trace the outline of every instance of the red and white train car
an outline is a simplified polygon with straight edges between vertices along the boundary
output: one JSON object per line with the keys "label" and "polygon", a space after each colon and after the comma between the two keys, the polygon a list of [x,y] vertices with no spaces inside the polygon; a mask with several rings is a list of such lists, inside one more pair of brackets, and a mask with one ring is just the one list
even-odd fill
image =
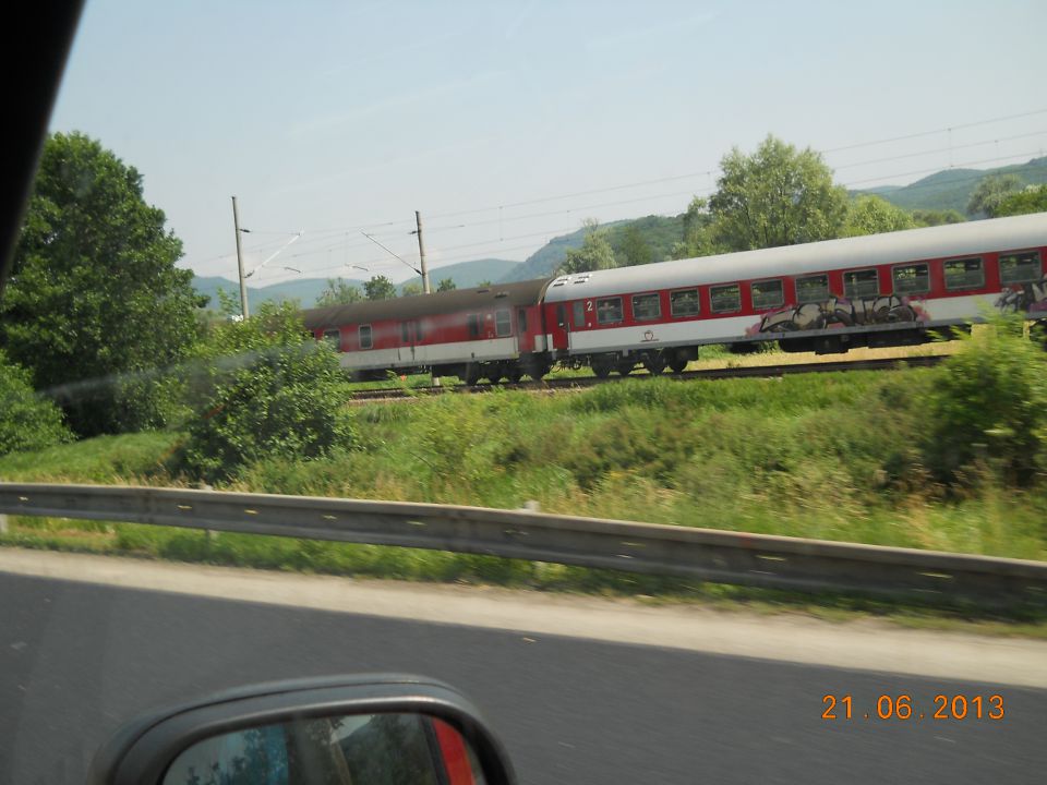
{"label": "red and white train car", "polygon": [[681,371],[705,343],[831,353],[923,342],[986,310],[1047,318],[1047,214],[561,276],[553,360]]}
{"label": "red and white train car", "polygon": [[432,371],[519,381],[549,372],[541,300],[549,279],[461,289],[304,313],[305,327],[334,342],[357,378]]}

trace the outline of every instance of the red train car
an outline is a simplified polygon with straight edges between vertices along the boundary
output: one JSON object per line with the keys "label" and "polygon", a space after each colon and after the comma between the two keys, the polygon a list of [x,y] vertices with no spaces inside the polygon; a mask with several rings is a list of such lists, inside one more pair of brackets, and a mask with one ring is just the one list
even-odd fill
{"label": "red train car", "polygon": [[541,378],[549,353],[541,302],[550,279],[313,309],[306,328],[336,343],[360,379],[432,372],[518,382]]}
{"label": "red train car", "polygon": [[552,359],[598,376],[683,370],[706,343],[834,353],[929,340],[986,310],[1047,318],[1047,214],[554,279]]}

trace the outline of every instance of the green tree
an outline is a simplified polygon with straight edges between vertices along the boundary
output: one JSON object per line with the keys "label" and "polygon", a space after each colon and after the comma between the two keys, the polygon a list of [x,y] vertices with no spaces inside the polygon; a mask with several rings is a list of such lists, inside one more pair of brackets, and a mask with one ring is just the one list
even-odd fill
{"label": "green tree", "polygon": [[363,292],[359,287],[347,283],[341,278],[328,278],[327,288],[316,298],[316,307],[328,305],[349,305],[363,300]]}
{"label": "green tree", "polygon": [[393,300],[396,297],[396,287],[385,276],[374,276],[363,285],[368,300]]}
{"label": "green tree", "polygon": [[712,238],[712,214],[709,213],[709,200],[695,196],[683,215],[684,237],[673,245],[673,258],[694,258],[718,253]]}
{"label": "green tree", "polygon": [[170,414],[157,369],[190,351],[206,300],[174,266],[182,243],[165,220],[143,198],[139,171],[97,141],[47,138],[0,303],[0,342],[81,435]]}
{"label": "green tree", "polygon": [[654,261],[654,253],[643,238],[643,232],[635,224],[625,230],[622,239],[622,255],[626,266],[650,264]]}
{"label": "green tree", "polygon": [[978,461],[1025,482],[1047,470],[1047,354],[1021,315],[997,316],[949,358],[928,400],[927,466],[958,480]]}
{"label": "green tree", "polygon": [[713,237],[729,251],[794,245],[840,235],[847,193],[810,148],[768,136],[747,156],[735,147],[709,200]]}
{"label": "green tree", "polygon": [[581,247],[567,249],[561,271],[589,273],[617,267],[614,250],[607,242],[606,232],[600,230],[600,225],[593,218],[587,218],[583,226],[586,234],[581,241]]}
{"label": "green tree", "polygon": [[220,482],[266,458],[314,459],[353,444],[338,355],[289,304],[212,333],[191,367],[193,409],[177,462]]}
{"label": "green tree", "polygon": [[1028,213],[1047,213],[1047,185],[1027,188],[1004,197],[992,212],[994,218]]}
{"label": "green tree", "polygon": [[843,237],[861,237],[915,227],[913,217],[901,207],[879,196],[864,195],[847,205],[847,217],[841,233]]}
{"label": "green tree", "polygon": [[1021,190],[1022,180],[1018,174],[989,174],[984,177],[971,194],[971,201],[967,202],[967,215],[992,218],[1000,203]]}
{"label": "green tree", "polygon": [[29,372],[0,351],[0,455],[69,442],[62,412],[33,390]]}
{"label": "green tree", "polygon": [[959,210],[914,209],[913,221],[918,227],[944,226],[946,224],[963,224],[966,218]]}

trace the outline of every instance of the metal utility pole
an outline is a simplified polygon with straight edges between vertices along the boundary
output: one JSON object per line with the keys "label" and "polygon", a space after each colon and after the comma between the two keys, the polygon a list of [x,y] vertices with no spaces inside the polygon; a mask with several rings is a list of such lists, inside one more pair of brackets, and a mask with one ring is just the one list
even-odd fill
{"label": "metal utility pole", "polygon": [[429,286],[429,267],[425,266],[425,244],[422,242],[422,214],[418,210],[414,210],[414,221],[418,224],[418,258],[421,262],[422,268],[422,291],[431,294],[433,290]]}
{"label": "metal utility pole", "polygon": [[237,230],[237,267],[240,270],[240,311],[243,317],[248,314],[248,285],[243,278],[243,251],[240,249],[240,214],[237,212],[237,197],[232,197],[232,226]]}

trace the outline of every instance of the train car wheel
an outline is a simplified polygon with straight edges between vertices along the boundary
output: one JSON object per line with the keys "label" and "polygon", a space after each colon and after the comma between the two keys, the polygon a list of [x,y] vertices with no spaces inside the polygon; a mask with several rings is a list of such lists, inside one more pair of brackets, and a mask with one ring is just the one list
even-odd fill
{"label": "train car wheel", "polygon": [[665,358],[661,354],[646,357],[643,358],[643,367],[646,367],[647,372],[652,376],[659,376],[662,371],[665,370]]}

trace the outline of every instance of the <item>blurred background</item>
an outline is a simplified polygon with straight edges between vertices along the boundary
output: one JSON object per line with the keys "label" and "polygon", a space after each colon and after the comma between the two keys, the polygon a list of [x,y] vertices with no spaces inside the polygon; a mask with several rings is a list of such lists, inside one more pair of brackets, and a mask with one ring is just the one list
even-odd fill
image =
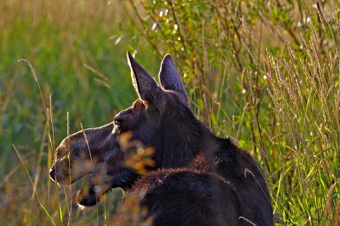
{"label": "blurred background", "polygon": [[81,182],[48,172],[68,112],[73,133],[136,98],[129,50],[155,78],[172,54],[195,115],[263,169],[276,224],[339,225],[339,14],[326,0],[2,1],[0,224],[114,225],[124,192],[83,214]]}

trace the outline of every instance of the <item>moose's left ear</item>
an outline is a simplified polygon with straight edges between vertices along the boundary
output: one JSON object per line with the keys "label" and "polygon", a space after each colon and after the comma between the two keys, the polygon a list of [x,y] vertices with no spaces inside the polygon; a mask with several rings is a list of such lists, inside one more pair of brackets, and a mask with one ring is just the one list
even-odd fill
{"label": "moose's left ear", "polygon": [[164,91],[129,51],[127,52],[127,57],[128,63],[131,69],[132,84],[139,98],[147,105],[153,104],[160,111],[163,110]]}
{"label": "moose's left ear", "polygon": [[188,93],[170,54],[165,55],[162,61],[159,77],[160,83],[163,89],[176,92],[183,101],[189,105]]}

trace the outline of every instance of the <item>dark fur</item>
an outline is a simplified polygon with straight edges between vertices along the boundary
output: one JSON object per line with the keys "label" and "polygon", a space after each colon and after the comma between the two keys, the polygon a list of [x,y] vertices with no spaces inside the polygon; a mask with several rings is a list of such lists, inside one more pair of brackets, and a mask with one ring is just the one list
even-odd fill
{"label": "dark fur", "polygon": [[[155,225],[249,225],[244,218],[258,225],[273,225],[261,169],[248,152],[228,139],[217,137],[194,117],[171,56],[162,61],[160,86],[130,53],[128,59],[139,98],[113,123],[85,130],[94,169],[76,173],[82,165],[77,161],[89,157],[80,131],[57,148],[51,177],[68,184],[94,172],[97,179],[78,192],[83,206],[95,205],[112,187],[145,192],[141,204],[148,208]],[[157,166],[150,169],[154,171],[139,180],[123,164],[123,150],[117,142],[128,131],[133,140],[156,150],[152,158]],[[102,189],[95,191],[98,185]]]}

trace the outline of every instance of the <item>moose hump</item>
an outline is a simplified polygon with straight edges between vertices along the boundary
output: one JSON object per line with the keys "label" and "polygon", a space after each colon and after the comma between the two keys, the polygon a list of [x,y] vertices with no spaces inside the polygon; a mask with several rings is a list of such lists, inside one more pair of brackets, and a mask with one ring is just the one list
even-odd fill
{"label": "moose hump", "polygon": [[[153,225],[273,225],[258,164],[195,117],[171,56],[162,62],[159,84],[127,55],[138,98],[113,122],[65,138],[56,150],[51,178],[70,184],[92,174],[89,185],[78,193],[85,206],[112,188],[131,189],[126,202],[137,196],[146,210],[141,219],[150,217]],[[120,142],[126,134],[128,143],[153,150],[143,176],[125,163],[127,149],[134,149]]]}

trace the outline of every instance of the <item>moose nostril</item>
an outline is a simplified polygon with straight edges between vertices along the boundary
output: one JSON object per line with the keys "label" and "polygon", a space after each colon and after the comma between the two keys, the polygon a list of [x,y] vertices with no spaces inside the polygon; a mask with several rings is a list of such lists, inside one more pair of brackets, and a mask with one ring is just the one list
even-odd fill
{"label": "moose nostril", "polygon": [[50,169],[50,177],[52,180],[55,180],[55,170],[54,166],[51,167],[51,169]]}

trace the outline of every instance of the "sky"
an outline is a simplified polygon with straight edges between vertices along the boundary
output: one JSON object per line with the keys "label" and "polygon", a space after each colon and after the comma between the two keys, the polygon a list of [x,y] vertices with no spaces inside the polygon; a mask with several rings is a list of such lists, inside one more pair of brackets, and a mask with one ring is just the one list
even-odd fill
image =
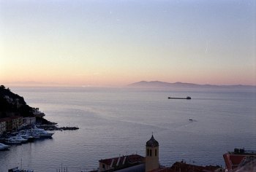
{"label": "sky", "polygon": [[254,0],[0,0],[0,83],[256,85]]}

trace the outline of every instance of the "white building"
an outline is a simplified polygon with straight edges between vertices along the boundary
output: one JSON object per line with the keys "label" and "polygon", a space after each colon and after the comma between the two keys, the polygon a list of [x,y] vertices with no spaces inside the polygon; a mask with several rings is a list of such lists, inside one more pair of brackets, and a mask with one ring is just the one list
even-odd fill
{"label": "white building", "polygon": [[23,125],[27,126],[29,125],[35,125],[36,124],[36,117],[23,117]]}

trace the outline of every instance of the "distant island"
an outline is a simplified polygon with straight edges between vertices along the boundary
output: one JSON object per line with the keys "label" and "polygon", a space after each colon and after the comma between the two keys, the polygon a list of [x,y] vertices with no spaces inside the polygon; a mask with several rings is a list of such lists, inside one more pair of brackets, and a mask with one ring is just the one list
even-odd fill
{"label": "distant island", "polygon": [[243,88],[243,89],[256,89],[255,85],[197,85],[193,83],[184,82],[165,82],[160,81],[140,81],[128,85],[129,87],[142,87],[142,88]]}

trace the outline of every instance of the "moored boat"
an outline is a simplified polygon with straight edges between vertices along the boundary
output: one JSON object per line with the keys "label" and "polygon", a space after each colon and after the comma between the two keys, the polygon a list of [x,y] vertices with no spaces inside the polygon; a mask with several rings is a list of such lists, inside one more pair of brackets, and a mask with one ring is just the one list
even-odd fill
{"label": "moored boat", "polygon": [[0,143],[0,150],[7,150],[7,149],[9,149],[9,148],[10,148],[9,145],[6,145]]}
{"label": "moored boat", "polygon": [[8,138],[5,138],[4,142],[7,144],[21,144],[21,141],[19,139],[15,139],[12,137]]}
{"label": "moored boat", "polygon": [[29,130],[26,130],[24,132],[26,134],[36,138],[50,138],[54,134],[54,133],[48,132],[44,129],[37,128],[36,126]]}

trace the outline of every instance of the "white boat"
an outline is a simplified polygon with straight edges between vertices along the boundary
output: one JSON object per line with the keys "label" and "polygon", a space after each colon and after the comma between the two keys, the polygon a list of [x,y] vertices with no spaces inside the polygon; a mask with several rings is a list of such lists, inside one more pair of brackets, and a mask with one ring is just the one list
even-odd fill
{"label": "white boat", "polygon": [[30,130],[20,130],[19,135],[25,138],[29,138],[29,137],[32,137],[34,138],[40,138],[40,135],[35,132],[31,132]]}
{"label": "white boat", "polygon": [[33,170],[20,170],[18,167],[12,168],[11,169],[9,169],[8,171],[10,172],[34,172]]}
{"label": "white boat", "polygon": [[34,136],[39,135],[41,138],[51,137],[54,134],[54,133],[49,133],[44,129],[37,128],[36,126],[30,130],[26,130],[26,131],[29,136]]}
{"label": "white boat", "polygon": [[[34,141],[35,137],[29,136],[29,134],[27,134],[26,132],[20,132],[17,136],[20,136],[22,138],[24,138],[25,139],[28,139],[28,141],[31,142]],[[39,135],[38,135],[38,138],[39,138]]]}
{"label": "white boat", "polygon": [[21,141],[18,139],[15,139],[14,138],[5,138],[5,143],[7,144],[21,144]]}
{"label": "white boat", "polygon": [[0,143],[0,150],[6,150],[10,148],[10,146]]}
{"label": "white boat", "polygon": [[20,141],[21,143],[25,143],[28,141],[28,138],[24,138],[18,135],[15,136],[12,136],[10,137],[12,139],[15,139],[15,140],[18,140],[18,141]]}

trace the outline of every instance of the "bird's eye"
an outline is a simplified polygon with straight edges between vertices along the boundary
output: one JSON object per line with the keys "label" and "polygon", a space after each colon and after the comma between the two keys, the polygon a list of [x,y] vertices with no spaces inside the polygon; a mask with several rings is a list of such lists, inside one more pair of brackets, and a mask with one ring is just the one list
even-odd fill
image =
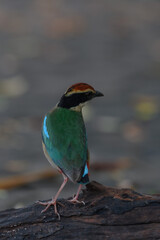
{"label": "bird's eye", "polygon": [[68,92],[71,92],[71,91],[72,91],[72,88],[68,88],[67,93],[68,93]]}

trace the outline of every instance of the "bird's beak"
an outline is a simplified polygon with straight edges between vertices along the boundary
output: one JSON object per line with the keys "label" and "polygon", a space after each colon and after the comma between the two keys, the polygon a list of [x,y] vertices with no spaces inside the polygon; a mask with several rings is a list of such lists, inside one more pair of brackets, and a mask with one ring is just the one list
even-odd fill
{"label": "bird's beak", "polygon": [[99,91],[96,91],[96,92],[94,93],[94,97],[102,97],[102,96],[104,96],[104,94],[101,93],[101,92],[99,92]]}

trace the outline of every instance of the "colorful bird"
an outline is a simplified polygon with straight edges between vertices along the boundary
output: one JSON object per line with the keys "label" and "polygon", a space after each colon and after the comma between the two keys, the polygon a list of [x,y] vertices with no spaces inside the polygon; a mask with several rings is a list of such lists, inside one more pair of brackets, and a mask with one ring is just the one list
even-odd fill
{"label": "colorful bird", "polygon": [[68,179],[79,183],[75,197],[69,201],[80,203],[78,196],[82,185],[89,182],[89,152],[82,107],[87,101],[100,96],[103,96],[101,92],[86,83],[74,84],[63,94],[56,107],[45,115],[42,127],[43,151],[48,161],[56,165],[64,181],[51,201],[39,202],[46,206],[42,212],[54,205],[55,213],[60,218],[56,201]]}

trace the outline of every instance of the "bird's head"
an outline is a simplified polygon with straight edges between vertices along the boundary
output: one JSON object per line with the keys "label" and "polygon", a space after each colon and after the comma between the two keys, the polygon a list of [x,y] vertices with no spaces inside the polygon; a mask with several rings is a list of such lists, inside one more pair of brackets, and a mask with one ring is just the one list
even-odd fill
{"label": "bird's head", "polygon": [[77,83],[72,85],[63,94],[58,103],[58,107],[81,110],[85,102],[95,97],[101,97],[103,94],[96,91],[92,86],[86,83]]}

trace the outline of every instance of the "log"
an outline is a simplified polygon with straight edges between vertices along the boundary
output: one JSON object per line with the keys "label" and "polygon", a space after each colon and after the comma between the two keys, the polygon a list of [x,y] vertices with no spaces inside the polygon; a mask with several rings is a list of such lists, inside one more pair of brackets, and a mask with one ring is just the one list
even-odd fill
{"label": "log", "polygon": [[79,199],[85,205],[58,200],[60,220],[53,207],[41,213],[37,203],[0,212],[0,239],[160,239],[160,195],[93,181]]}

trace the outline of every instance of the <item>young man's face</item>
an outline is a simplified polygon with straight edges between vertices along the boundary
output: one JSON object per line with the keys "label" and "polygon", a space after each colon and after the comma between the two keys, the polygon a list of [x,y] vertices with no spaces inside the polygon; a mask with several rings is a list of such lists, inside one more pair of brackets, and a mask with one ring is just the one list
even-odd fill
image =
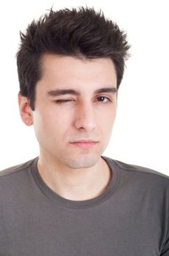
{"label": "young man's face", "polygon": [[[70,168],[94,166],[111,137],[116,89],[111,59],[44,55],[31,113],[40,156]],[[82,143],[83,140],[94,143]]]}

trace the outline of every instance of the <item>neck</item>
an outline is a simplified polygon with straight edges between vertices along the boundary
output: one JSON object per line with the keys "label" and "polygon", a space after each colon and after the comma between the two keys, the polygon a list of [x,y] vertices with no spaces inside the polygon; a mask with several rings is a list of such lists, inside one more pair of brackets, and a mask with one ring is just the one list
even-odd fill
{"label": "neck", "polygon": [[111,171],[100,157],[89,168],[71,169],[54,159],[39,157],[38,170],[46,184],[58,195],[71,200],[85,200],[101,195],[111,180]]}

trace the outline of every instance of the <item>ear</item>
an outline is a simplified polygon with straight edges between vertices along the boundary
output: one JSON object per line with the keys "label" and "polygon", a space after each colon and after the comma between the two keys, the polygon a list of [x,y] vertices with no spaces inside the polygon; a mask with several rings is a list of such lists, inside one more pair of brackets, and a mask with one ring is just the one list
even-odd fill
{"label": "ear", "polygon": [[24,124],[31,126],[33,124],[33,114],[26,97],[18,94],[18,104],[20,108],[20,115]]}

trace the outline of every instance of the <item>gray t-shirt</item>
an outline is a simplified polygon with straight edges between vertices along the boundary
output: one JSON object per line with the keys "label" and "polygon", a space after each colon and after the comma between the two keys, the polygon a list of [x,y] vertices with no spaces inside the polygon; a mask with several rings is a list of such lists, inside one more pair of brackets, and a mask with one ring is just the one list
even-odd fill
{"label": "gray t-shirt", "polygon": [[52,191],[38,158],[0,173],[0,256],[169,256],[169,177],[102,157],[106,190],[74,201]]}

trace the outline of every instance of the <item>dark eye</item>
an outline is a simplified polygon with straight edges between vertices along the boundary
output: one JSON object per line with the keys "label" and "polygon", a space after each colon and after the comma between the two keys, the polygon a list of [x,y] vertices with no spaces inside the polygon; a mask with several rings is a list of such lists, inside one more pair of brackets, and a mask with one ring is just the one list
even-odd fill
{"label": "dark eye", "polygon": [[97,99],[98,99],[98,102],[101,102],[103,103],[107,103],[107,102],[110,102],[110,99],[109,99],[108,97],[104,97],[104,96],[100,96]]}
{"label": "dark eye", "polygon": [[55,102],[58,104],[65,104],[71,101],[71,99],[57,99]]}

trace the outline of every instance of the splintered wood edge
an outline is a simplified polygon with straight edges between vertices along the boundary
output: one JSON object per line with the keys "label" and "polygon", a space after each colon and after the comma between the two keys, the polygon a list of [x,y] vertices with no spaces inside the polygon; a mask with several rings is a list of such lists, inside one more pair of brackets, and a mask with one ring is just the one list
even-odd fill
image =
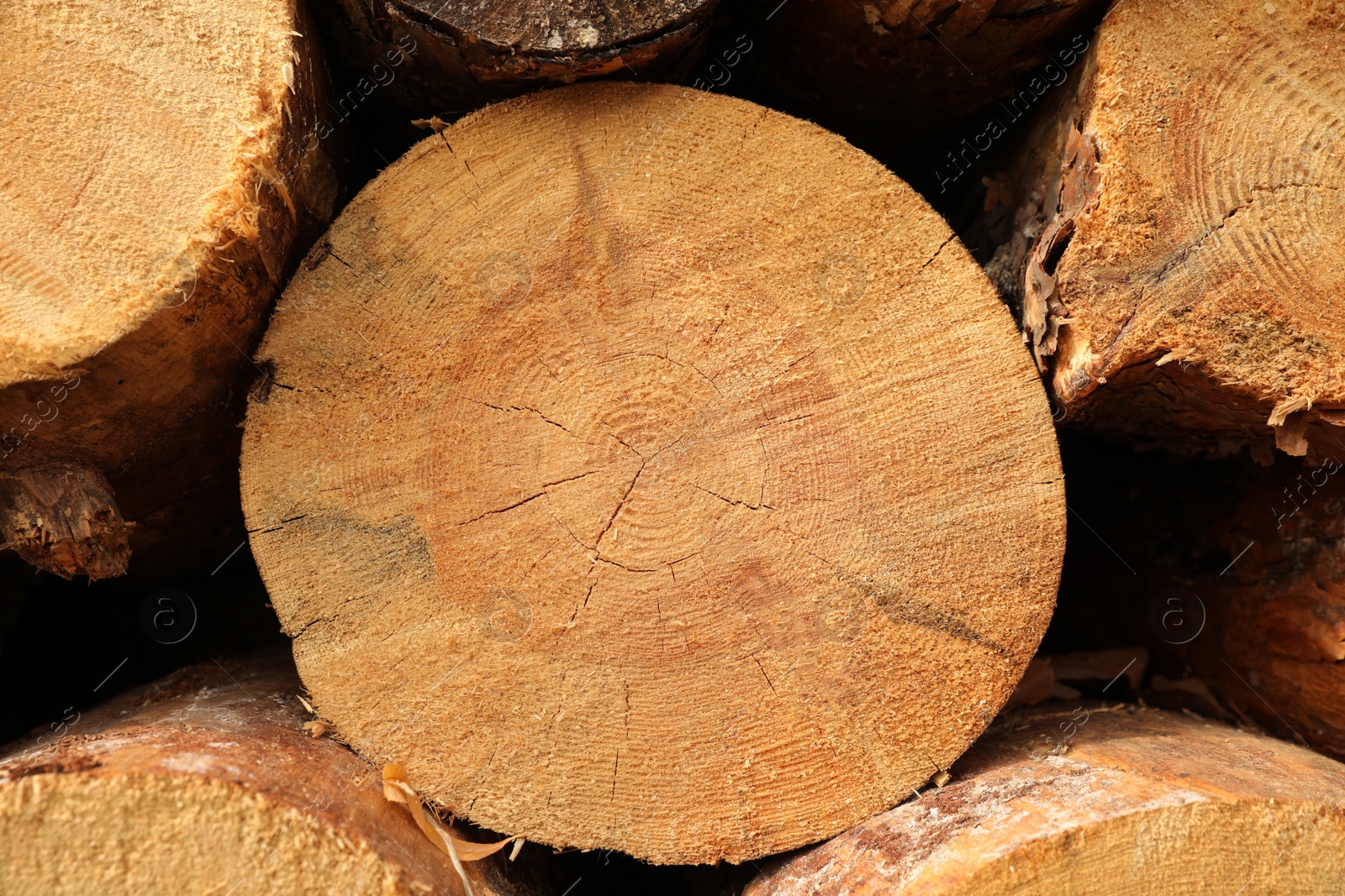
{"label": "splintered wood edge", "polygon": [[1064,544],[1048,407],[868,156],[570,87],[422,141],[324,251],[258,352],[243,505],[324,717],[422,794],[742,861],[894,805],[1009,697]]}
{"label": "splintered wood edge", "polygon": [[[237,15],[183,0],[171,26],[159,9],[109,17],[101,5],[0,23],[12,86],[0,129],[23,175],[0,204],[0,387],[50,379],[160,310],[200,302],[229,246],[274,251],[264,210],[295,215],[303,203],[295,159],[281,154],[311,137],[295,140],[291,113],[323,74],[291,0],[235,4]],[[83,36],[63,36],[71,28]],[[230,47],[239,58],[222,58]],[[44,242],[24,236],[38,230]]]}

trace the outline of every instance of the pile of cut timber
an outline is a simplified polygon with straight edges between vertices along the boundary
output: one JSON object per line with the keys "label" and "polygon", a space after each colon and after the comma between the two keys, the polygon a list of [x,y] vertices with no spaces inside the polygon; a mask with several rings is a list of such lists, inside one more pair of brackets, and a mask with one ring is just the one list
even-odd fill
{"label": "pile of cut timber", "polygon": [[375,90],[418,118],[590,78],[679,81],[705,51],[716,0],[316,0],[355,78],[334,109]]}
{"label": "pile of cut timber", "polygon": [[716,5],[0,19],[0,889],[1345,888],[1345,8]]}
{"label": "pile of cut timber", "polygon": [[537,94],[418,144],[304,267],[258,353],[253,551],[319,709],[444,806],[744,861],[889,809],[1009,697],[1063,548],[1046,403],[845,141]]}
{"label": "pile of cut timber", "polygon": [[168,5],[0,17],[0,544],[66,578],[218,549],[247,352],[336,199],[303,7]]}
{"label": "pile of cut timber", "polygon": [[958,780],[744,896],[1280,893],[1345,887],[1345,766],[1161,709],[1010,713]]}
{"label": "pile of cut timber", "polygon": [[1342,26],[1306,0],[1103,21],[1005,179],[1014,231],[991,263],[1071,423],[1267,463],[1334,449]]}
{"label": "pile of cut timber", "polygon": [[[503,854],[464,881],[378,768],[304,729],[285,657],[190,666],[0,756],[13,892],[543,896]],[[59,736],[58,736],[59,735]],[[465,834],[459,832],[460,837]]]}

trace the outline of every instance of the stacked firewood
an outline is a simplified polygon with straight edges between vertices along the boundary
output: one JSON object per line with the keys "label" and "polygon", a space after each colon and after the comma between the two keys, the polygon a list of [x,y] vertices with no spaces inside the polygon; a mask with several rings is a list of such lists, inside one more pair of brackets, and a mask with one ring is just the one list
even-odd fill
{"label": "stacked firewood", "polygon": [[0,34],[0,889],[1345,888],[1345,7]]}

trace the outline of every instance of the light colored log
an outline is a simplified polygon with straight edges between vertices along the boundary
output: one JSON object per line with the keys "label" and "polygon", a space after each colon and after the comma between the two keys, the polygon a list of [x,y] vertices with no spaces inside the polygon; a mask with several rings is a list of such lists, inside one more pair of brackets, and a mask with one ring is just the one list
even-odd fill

------------------------------------------------

▶ _Prompt_
Pull out every line in the entries above that contains the word "wheel", and copy each of those lines in full.

▶ _Response to the task_
trace the outline of every instance of the train car wheel
{"label": "train car wheel", "polygon": [[665,358],[661,354],[646,357],[643,358],[643,367],[646,367],[647,372],[652,376],[659,376],[662,371],[665,370]]}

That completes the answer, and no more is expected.